▶ **What the task asks**
Reproduce word for word the part of the records below that opens with the line containing "Reviewer note: verify that every instance of the yellow scarf" and closes with the line containing "column 763, row 1005", including both of those lines.

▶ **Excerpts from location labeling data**
________________________________________
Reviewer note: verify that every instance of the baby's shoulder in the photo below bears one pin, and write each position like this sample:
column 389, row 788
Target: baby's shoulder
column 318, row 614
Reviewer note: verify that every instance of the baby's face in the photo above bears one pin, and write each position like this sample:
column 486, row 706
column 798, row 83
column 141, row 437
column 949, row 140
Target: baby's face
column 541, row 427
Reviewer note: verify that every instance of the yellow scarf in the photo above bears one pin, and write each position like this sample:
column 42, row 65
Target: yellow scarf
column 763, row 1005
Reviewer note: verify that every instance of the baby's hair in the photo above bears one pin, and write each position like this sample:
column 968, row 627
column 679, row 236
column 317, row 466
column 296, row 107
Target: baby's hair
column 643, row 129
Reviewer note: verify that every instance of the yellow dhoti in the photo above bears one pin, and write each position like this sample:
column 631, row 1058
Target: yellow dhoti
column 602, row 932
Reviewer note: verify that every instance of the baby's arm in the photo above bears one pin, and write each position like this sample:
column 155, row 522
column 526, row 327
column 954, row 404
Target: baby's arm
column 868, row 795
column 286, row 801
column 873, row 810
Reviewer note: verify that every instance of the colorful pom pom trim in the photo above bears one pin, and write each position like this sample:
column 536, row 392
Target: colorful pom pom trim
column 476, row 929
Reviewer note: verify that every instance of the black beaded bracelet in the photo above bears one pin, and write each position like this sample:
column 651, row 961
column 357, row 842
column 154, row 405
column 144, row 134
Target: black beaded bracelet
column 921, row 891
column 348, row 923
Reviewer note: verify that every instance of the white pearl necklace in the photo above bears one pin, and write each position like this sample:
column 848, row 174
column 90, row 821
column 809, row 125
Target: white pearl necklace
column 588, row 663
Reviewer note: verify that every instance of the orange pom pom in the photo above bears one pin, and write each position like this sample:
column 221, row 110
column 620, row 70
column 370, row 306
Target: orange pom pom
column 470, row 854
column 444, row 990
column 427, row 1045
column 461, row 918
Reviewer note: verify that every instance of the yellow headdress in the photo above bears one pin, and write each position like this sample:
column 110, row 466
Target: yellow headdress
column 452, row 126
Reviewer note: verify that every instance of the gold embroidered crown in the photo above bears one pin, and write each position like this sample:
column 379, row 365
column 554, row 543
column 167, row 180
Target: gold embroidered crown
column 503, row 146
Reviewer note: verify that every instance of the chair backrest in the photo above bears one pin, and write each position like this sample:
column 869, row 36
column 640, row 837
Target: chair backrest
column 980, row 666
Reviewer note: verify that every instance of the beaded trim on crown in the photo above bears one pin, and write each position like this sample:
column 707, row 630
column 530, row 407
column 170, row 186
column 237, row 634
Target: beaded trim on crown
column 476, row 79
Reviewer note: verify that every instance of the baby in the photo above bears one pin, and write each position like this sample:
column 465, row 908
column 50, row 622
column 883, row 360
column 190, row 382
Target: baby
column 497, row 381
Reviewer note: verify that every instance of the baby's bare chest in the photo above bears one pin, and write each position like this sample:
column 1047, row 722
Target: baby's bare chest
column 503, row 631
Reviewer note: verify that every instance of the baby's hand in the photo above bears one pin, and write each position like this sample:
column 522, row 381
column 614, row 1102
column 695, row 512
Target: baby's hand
________________________________________
▶ **Result of this task**
Reviewer note: verify that every instance of the yellow scarf in the photo above bears one pin, and write each position like this sample:
column 42, row 65
Target: yellow scarf
column 763, row 1005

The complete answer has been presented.